● **Directions for this task**
Return the data below unchanged, without images.

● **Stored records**

((

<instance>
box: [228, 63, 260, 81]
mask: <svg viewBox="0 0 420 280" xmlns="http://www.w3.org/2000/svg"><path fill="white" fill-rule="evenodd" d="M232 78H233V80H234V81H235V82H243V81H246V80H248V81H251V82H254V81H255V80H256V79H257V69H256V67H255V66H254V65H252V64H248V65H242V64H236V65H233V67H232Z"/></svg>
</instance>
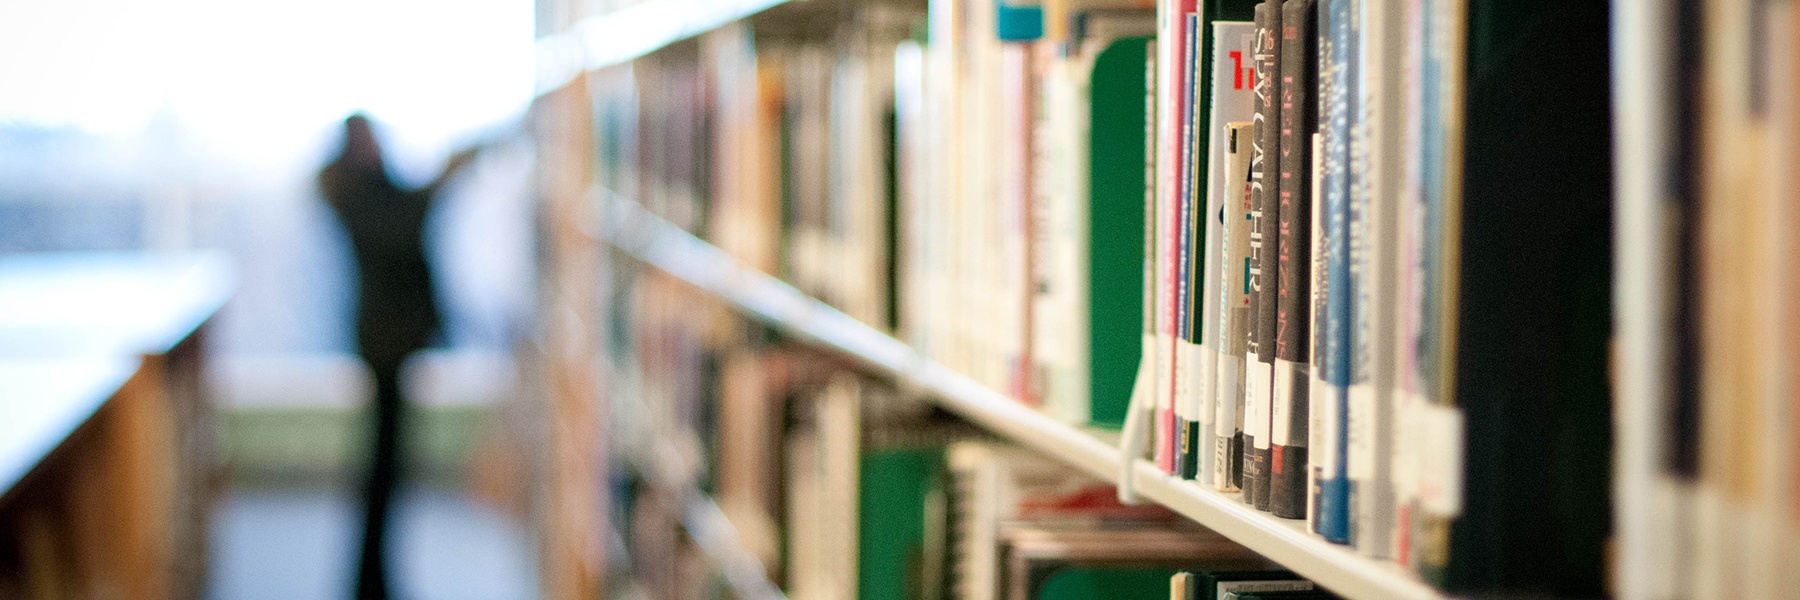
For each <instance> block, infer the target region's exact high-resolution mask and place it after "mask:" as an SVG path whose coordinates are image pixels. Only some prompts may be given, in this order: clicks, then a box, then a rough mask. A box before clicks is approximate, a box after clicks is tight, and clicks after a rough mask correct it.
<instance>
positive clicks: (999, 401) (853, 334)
mask: <svg viewBox="0 0 1800 600" xmlns="http://www.w3.org/2000/svg"><path fill="white" fill-rule="evenodd" d="M594 195H596V200H598V202H601V205H605V207H607V211H605V216H603V223H601V227H599V232H601V238H603V241H607V243H610V245H614V247H617V249H621V250H625V252H626V254H630V256H634V258H637V259H641V261H644V263H648V265H652V267H655V268H659V270H664V272H668V274H670V276H675V277H677V279H682V281H686V283H689V285H693V286H697V288H700V290H704V292H707V294H713V295H716V297H718V299H722V301H724V303H727V305H731V306H733V308H736V310H740V312H743V314H747V315H751V317H754V319H758V321H763V323H767V324H770V326H774V328H778V330H781V332H783V333H787V335H792V337H796V339H801V341H806V342H810V344H815V346H821V348H828V350H833V351H839V353H842V355H846V357H851V359H855V360H857V362H860V364H864V366H866V368H869V369H873V371H877V373H880V375H886V377H891V378H893V382H895V384H896V386H898V387H900V389H902V391H916V393H922V395H923V396H925V398H927V400H929V402H934V404H938V405H941V407H945V409H949V411H952V413H956V414H959V416H963V418H967V420H968V422H972V423H976V425H981V427H985V429H988V431H992V432H995V434H999V436H1004V438H1008V440H1012V441H1017V443H1021V445H1024V447H1030V449H1033V450H1039V452H1044V454H1048V456H1051V458H1055V459H1058V461H1062V463H1067V465H1071V467H1076V468H1080V470H1084V472H1087V474H1093V476H1096V477H1102V479H1114V477H1116V476H1118V472H1120V463H1121V452H1120V449H1118V447H1114V445H1109V443H1107V441H1102V440H1100V438H1098V436H1094V434H1093V432H1087V431H1084V429H1080V427H1075V425H1069V423H1064V422H1058V420H1055V418H1051V416H1048V414H1044V413H1039V411H1035V409H1031V407H1028V405H1024V404H1019V402H1015V400H1013V398H1008V396H1006V395H1003V393H999V391H994V389H990V387H986V386H981V384H977V382H976V380H972V378H968V377H965V375H961V373H956V371H952V369H949V368H945V366H943V364H938V362H934V360H931V359H927V357H923V355H922V353H918V351H914V350H913V348H911V346H907V344H905V342H902V341H898V339H895V337H891V335H886V333H882V332H878V330H875V328H871V326H868V324H862V323H859V321H855V319H851V317H850V315H846V314H842V312H839V310H835V308H832V306H828V305H824V303H821V301H817V299H812V297H806V295H805V294H801V292H799V290H796V288H794V286H790V285H787V283H785V281H781V279H778V277H772V276H769V274H763V272H758V270H752V268H747V267H742V265H740V263H738V261H736V259H733V258H731V256H727V254H725V252H724V250H720V249H716V247H713V245H709V243H706V241H702V240H700V238H695V236H693V234H688V232H686V231H680V229H679V227H675V225H673V223H670V222H664V220H661V218H657V216H653V214H650V213H648V211H644V209H643V207H639V205H637V204H635V202H632V200H628V198H623V196H617V195H614V193H610V191H603V189H601V191H596V193H594ZM1134 476H1136V486H1138V494H1139V495H1143V497H1147V499H1150V501H1156V503H1159V505H1163V506H1168V508H1170V510H1174V512H1177V514H1181V515H1184V517H1188V519H1193V521H1195V523H1199V524H1202V526H1206V528H1211V530H1215V532H1219V533H1222V535H1226V537H1229V539H1233V541H1237V542H1238V544H1244V546H1246V548H1249V550H1255V551H1256V553H1260V555H1264V557H1267V559H1271V560H1274V562H1280V564H1282V566H1285V568H1289V569H1292V571H1294V573H1300V575H1301V577H1307V578H1310V580H1314V582H1318V584H1319V586H1325V587H1327V589H1330V591H1334V593H1337V595H1343V596H1346V598H1366V600H1377V598H1381V600H1388V598H1393V600H1427V598H1445V596H1444V595H1442V593H1438V591H1436V589H1433V587H1431V586H1426V584H1424V582H1420V580H1417V578H1415V577H1413V575H1409V573H1408V571H1404V569H1400V568H1399V566H1395V564H1391V562H1386V560H1375V559H1370V557H1364V555H1359V553H1355V551H1354V550H1352V548H1348V546H1339V544H1332V542H1327V541H1325V539H1321V537H1318V535H1312V533H1310V532H1307V528H1305V523H1303V521H1292V519H1276V517H1273V515H1269V514H1262V512H1256V510H1255V508H1251V506H1246V505H1244V503H1242V501H1238V497H1237V494H1217V492H1211V490H1202V488H1201V486H1197V485H1193V483H1192V481H1184V479H1175V477H1170V476H1166V474H1163V472H1161V470H1157V468H1156V465H1154V463H1150V461H1147V459H1138V461H1136V465H1134Z"/></svg>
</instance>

))

● **Solution to this exercise**
<instance>
box: [228, 63, 260, 81]
mask: <svg viewBox="0 0 420 280" xmlns="http://www.w3.org/2000/svg"><path fill="white" fill-rule="evenodd" d="M232 78H233V80H234V81H235V82H243V81H246V80H248V81H251V82H254V81H255V80H256V79H257V69H256V67H255V66H254V65H252V64H248V65H242V64H236V65H233V67H232Z"/></svg>
</instance>
For each <instance> block, infer the target region's exact high-resolution mask and place it after "mask:" as an SVG path whose coordinates are image pixels. Only some prompts may be given, in this order: clicks, then a box, then a rough mask. A box before clicks is approximate, a box after clicks is tight, and clicks after a rough mask correct it.
<instance>
positive clicks: (999, 401) (853, 334)
mask: <svg viewBox="0 0 1800 600" xmlns="http://www.w3.org/2000/svg"><path fill="white" fill-rule="evenodd" d="M594 195H596V200H598V202H601V205H605V207H607V211H605V216H603V223H601V227H599V232H601V238H603V241H607V243H610V245H614V247H617V249H621V250H625V252H626V254H630V256H634V258H637V259H641V261H644V263H648V265H652V267H655V268H659V270H664V272H668V274H670V276H675V277H677V279H682V281H686V283H689V285H693V286H697V288H700V290H704V292H707V294H713V295H716V297H718V299H722V301H724V303H727V305H731V306H733V308H736V310H740V312H743V314H747V315H751V317H754V319H758V321H763V323H767V324H770V326H774V328H778V330H781V332H783V333H787V335H792V337H796V339H801V341H806V342H810V344H815V346H821V348H828V350H833V351H839V353H842V355H846V357H851V359H855V360H857V362H860V364H864V366H866V368H869V369H873V371H877V373H880V375H886V377H891V378H893V382H895V384H896V386H898V387H900V389H902V391H916V393H922V395H923V396H925V398H927V400H929V402H934V404H938V405H941V407H945V409H949V411H952V413H956V414H959V416H963V418H967V420H968V422H972V423H976V425H981V427H985V429H988V431H992V432H995V434H999V436H1004V438H1008V440H1012V441H1017V443H1021V445H1024V447H1030V449H1033V450H1039V452H1044V454H1048V456H1051V458H1055V459H1058V461H1062V463H1067V465H1071V467H1076V468H1080V470H1084V472H1087V474H1093V476H1096V477H1102V479H1114V477H1116V476H1118V472H1120V463H1121V452H1120V449H1118V447H1114V445H1109V443H1107V441H1102V440H1100V438H1098V436H1094V434H1093V432H1087V431H1084V429H1080V427H1075V425H1069V423H1064V422H1058V420H1055V418H1051V416H1048V414H1044V413H1039V411H1035V409H1031V407H1028V405H1024V404H1019V402H1015V400H1013V398H1008V396H1006V395H1003V393H999V391H994V389H990V387H986V386H981V384H977V382H976V380H972V378H968V377H965V375H961V373H956V371H952V369H949V368H945V366H943V364H938V362H934V360H931V359H927V357H923V355H922V353H918V351H914V350H913V348H911V346H907V344H905V342H902V341H898V339H895V337H891V335H886V333H882V332H878V330H875V328H871V326H868V324H862V323H859V321H855V319H851V317H850V315H846V314H842V312H839V310H835V308H832V306H828V305H824V303H821V301H817V299H812V297H806V295H805V294H801V292H799V290H796V288H794V286H790V285H787V283H785V281H781V279H778V277H772V276H769V274H763V272H758V270H752V268H747V267H742V265H740V263H738V261H736V259H733V258H731V256H727V254H725V252H724V250H720V249H716V247H713V245H709V243H706V241H702V240H700V238H695V236H693V234H688V232H686V231H680V229H679V227H675V225H673V223H670V222H664V220H661V218H657V216H653V214H650V213H648V211H644V209H643V207H639V205H637V204H635V202H632V200H628V198H623V196H617V195H614V193H610V191H603V189H601V191H596V193H594ZM1134 476H1136V486H1138V494H1139V495H1143V497H1147V499H1150V501H1156V503H1159V505H1163V506H1168V508H1170V510H1174V512H1177V514H1181V515H1184V517H1188V519H1193V521H1195V523H1199V524H1202V526H1206V528H1211V530H1215V532H1219V533H1222V535H1226V537H1229V539H1233V541H1237V542H1238V544H1244V546H1246V548H1249V550H1255V551H1256V553H1260V555H1264V557H1267V559H1271V560H1274V562H1280V564H1282V566H1285V568H1289V569H1292V571H1294V573H1300V575H1301V577H1307V578H1310V580H1314V582H1318V584H1319V586H1325V587H1327V589H1330V591H1334V593H1337V595H1343V596H1346V598H1366V600H1377V598H1381V600H1388V598H1393V600H1427V598H1445V596H1444V595H1442V593H1438V591H1436V589H1433V587H1431V586H1426V584H1424V582H1420V580H1417V578H1415V577H1413V575H1409V573H1408V571H1404V569H1400V568H1399V566H1395V564H1391V562H1386V560H1375V559H1370V557H1364V555H1359V553H1355V551H1354V550H1352V548H1348V546H1339V544H1332V542H1327V541H1325V539H1321V537H1318V535H1312V533H1310V532H1307V528H1305V523H1303V521H1292V519H1276V517H1273V515H1269V514H1262V512H1256V510H1255V508H1251V506H1246V505H1244V503H1242V501H1238V497H1237V494H1217V492H1211V490H1202V488H1201V486H1197V485H1193V483H1192V481H1184V479H1175V477H1170V476H1166V474H1163V472H1161V470H1157V468H1156V465H1154V463H1150V461H1147V459H1138V461H1136V465H1134Z"/></svg>
</instance>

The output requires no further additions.